───── Data excerpts ─────

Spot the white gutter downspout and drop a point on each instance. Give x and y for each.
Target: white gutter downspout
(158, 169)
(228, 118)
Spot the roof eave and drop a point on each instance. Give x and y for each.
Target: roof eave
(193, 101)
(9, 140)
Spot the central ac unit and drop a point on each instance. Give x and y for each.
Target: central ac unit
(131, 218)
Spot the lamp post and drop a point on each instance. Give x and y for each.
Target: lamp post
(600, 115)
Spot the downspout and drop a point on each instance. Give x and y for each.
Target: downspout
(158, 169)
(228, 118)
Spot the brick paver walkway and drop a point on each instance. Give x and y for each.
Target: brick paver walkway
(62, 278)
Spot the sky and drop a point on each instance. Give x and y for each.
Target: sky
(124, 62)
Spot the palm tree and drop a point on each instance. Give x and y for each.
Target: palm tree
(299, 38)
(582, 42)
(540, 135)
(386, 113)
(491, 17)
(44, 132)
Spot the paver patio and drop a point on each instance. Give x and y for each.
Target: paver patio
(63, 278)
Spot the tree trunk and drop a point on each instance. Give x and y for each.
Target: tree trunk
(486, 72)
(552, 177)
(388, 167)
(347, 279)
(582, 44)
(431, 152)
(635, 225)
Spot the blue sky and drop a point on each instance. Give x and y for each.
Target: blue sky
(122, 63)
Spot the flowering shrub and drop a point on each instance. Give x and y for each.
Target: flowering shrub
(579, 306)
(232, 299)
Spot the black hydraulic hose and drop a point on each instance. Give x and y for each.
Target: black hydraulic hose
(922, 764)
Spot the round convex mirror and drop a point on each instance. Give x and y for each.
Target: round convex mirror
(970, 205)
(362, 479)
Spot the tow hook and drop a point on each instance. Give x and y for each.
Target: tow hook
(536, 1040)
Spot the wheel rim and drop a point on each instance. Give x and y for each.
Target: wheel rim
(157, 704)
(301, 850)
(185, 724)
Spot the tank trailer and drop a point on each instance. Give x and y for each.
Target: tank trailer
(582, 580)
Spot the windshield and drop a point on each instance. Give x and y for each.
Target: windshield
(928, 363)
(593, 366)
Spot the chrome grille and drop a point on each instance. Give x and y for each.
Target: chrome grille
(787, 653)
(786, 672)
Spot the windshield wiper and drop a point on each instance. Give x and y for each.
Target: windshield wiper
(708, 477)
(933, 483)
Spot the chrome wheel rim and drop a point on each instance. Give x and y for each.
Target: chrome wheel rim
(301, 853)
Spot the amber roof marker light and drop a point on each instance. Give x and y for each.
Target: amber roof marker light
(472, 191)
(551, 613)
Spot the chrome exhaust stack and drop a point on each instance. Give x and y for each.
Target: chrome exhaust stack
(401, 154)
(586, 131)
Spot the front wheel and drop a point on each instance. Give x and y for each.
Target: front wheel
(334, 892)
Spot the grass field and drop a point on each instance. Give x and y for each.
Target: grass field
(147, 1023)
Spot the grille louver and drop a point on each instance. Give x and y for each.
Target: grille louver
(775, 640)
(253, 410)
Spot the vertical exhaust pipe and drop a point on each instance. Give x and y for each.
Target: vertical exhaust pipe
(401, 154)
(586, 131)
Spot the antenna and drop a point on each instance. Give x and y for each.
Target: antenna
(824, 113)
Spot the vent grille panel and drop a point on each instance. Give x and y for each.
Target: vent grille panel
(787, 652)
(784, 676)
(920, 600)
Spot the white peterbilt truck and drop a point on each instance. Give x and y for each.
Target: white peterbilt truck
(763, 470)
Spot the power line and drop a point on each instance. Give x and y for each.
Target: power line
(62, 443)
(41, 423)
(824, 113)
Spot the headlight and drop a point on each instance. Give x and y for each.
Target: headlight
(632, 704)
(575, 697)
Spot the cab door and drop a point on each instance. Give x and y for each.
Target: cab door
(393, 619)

─────

Reproduce every line of the data above verbatim.

*Solution to this exercise*.
Spot the white gutter downspout and drop a point on each instance. Give x and y for each.
Target: white gutter downspout
(158, 169)
(228, 118)
Spot the roof eave and drop a point on each instance. Give x and y for each.
Target: roof eave
(193, 101)
(9, 140)
Spot the central ac unit and drop a point on each instance. Give x and y for each.
Target: central ac unit
(131, 218)
Spot the lamp post and drop a point on each instance. Give x and y for each.
Target: lamp post
(600, 115)
Spot the downspout and drop a point on each instance. Give x and y for each.
Target: downspout
(158, 169)
(228, 118)
Spot the brick paver walkway and drop a point on each instance. Give x and y for each.
Target: brick paver walkway
(62, 278)
Spot the sky and drop a point on each instance. Give x and y for each.
Target: sky
(124, 62)
Spot the palm tree and drop a point on each instance. Give x and y for each.
Target: palm tree
(299, 38)
(582, 42)
(540, 135)
(386, 113)
(491, 17)
(44, 132)
Spot the paver patio and drop a point on each instance. Give x and y for each.
Target: paver patio
(63, 278)
Spot the tree trunk and drop a point on each instance. Give x and y for each.
Target: tree trunk
(486, 72)
(552, 177)
(388, 167)
(347, 279)
(582, 44)
(431, 152)
(635, 225)
Spot the blue sky and drop a point on each instance. Give x and y for each.
Target: blue sky
(122, 63)
Spot the flowering shrub and drop a point on each instance. Give x and y for each.
Target: flowering shrub
(579, 306)
(232, 299)
Spot the black hydraulic hose and drop a point on each instance. Give x and y for each.
Target: black hydraulic hose
(922, 764)
Spot the round convex mirror and drop a point on each instance. Give x and y for each.
Target: round convex mirror
(970, 205)
(362, 479)
Spot the tow hook and drop a point on each instance. Give x and y for each.
Target: tow hook
(536, 1040)
Spot the wheel rim and drop a point on each instance. Give x and y for each.
Target: wheel rim
(157, 704)
(301, 850)
(185, 724)
Spot the tank trailer and drop a point on each instance. Give x and y for each.
Target: tank trailer
(582, 580)
Spot the windshield and drop a point on each instance. Give x and y for each.
Target: windshield
(928, 363)
(593, 366)
Spot the chrome grille and drop a point on each instance. Give x and y for each.
Target: chrome grille
(787, 653)
(786, 672)
Spot the windshield wiper and drop a point on each instance. Give x and y for each.
Target: windshield wiper
(708, 477)
(933, 483)
Spot the chrome wheel rim and drop a point on each instance. Give x and y for each.
Target: chrome wheel rim
(301, 853)
Spot the amber roof marker light and drop a point on each instance. Give x and y for each.
Target: amber roof marker light
(472, 191)
(551, 613)
Spot the chrome exhaust stack and drop a point on each instance. Give x and y for each.
Target: chrome exhaust stack
(401, 154)
(586, 131)
Spot the front wheel and drop a point on each instance. Give x and y for each.
Target: front wheel
(334, 892)
Spot the grass field and drop a point on each instance. Give x and y for each.
Target: grass field
(147, 1023)
Spot the grille louver and drop a point on each instance. Give x and y for each.
Target: grille louver
(775, 640)
(253, 410)
Spot the vertical exhaust pipe and drop a point on each instance. Give x and y for each.
Target: vertical exhaust pipe
(401, 154)
(586, 131)
Spot the antenna and drop a point on each instance. Give x and y for each.
Target: antenna
(824, 113)
Spot the vent grille panel and drop a point on each instance. Give x and y for each.
Target: vent grille panel
(787, 652)
(784, 676)
(920, 600)
Spot the white peterbilt truck and drop a point on each instance. Give x and y for each.
Target: white peterbilt truck
(763, 470)
Spot the power line and drop a point on each instance. Give x and y for each.
Target: power line
(62, 443)
(41, 423)
(824, 113)
Spot the headlight and drop a point on each instance. Give x and y for each.
Target: headlight
(632, 704)
(575, 697)
Spot the cab door and drop a point on each instance. Give x and y for each.
Target: cab door
(393, 619)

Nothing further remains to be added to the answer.